START Dataset entries

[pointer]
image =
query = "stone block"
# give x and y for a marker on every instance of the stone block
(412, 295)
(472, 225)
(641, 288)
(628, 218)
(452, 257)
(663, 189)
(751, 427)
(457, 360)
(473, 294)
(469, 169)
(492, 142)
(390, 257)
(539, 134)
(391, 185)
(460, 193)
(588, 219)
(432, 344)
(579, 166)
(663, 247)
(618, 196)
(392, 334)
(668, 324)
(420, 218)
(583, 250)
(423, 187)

END Dataset entries

Work required
What is needed is an exact restatement of every record above.

Solution below
[pointer]
image =
query = "stone block"
# give x and y for a marker on every instance of the stone block
(412, 295)
(472, 225)
(641, 288)
(628, 218)
(452, 257)
(663, 189)
(751, 427)
(457, 360)
(473, 294)
(469, 169)
(492, 142)
(390, 257)
(539, 134)
(391, 185)
(460, 193)
(588, 219)
(432, 344)
(579, 166)
(663, 247)
(618, 196)
(392, 334)
(668, 324)
(420, 218)
(583, 250)
(423, 187)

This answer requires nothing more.